» What is expected: When the line containing "Query: white chin patch" appears in the data below, begin copying there and stop only after the line containing "Trace every instance of the deer".

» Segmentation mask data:

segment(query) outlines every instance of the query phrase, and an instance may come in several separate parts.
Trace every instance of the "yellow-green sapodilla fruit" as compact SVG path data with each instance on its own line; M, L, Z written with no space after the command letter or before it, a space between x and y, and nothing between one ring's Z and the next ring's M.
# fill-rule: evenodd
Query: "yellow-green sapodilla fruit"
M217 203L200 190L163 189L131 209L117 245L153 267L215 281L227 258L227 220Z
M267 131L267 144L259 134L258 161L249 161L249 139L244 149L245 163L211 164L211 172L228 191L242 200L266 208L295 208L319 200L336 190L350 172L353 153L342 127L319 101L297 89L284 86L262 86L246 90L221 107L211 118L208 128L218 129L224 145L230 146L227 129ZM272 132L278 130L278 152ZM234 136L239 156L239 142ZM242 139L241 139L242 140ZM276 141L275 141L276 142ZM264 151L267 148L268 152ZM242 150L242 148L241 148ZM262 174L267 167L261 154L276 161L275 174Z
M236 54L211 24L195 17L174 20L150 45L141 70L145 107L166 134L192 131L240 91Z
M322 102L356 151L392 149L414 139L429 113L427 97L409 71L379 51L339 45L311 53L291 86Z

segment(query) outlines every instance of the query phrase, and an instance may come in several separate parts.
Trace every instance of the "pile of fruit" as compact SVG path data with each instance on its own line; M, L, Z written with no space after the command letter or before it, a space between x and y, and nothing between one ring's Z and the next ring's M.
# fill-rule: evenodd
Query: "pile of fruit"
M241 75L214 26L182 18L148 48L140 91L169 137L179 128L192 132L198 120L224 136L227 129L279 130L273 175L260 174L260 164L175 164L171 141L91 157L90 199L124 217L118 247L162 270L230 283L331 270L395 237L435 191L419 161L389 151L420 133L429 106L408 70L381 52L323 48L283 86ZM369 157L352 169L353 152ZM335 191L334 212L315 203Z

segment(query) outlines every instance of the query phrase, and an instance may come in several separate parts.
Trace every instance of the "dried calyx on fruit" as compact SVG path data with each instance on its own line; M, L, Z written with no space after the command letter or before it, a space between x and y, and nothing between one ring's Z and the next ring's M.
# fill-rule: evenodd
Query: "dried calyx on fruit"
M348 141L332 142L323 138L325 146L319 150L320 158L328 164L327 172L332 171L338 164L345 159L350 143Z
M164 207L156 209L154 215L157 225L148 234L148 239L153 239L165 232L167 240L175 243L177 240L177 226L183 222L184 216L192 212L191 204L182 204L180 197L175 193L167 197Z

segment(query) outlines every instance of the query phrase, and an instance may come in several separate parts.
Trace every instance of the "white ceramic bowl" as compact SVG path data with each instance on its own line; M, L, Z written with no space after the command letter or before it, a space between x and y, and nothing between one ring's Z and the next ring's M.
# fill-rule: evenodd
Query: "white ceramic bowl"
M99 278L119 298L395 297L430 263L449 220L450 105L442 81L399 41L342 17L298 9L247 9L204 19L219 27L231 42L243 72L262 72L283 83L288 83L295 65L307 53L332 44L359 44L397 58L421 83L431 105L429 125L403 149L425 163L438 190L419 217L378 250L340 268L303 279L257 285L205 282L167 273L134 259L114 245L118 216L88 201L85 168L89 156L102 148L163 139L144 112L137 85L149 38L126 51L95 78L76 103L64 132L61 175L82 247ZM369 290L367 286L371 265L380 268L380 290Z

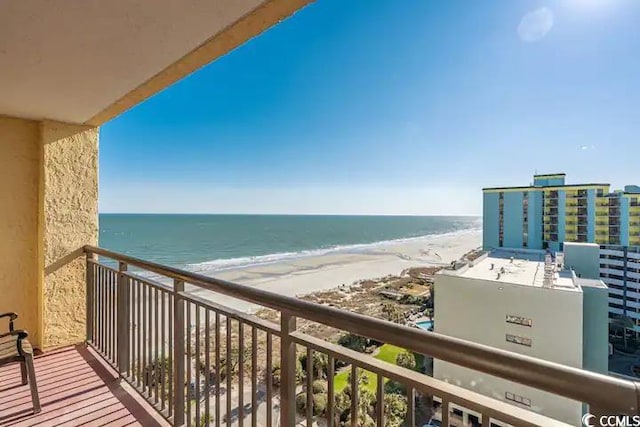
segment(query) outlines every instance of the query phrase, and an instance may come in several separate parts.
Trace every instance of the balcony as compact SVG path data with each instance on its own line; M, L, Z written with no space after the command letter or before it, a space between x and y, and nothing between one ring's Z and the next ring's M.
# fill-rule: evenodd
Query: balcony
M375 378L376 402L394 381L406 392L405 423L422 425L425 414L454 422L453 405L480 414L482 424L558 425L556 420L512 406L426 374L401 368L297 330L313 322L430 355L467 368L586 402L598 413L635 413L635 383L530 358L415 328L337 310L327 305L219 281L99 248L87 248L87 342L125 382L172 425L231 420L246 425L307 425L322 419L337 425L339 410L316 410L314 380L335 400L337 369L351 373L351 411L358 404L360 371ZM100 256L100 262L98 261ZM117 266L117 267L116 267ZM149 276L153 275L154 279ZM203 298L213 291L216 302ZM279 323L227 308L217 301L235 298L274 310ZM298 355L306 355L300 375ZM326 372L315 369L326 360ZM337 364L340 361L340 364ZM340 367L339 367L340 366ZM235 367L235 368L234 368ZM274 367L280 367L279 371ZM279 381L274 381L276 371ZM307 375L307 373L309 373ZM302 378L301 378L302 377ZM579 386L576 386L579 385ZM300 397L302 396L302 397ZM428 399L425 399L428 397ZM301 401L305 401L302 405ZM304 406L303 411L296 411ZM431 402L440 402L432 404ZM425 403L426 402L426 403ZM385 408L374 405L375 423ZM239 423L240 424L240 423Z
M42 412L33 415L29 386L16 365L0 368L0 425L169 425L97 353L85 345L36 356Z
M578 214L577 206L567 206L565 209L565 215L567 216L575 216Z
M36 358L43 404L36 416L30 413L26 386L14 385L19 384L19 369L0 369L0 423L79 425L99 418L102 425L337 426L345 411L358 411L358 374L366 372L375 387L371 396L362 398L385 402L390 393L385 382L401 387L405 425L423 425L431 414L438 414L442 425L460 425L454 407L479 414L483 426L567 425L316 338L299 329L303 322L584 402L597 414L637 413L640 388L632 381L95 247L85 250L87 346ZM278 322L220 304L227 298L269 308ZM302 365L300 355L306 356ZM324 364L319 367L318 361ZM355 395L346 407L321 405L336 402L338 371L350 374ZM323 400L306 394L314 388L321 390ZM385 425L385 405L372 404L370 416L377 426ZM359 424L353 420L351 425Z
==
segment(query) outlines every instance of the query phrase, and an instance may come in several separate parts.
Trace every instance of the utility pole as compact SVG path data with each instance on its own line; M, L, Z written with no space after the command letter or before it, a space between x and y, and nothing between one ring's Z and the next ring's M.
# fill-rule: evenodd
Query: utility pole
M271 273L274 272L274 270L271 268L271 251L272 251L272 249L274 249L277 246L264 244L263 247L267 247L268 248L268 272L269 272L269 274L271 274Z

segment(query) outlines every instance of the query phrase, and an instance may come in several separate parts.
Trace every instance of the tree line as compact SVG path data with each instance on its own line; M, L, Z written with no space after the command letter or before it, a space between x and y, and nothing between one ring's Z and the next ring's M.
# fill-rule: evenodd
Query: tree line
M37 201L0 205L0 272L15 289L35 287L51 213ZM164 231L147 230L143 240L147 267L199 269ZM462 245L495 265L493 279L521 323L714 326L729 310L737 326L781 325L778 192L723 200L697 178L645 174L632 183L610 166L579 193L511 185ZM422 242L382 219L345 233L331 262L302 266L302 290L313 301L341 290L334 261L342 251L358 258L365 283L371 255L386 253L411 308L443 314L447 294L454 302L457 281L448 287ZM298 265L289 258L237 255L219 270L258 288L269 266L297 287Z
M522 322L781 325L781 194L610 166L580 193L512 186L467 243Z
--
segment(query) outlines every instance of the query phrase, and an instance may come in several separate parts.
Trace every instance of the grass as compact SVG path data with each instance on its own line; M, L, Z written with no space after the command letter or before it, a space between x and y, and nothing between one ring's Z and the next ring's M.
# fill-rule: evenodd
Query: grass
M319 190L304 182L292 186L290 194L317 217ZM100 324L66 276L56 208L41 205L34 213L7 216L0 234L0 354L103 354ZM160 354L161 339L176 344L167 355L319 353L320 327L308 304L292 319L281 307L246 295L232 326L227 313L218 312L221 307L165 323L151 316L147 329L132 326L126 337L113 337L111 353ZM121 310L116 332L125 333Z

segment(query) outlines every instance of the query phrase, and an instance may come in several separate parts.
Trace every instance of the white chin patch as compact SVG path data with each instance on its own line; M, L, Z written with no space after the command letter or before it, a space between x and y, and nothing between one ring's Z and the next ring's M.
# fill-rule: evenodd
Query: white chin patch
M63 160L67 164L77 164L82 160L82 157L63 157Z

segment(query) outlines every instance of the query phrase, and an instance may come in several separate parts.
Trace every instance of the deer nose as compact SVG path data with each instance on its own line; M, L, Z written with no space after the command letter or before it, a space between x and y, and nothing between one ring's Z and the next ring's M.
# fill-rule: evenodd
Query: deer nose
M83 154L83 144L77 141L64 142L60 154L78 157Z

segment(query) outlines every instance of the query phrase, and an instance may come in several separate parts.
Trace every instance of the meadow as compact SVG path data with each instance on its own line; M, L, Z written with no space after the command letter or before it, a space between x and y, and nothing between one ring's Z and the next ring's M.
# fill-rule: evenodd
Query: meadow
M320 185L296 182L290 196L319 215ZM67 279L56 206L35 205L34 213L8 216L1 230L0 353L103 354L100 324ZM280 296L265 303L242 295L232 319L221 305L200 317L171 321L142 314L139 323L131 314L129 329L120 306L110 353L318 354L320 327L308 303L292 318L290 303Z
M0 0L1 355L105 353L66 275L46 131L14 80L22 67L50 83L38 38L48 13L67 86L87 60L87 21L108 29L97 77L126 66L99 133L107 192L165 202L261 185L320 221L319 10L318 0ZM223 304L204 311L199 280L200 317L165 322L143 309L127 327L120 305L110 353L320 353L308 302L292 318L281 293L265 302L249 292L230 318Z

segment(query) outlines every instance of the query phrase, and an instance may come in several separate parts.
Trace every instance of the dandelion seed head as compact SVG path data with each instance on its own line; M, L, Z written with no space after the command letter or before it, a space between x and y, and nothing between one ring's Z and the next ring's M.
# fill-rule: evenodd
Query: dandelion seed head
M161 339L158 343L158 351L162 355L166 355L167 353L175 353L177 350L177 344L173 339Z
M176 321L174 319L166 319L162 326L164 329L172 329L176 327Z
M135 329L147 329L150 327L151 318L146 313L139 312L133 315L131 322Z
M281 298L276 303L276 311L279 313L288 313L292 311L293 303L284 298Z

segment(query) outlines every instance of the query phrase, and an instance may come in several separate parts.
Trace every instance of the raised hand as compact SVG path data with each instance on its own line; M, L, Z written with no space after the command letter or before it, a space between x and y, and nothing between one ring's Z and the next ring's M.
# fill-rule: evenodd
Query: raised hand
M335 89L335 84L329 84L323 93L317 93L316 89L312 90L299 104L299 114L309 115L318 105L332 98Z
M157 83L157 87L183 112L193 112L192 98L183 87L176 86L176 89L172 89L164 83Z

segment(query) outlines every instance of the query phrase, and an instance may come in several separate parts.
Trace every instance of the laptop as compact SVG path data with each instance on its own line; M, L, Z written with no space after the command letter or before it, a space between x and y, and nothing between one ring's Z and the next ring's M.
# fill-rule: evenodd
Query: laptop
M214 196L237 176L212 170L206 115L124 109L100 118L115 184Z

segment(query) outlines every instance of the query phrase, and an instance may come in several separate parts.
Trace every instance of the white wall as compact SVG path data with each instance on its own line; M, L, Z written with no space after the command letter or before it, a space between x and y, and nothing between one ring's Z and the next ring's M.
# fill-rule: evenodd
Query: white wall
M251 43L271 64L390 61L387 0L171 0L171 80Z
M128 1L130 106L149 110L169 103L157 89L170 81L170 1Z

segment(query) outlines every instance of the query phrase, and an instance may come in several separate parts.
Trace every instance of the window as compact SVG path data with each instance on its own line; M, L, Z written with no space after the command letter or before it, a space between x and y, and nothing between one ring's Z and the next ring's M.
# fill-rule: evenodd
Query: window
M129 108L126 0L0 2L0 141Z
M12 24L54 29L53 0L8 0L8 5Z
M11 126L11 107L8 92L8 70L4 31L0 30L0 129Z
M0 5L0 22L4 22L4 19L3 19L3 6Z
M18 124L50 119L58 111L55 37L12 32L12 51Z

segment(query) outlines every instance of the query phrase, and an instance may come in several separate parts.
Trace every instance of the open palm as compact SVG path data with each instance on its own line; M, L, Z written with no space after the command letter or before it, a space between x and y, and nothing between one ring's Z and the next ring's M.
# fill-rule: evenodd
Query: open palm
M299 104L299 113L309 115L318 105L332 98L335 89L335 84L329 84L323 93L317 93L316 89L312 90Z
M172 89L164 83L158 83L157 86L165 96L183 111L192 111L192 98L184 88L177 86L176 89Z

» Completed exercise:
Query: white chin patch
M63 160L67 164L77 164L82 160L82 157L63 157Z

segment(query) outlines every instance of the query phrase, and an instance may come in several separate parts.
Trace every instance of the deer nose as compact SVG path data with each instance on its own line; M, L, Z written with no space after the command letter or before it, a space between x and y, and nothing between one ring's Z and the next ring's M.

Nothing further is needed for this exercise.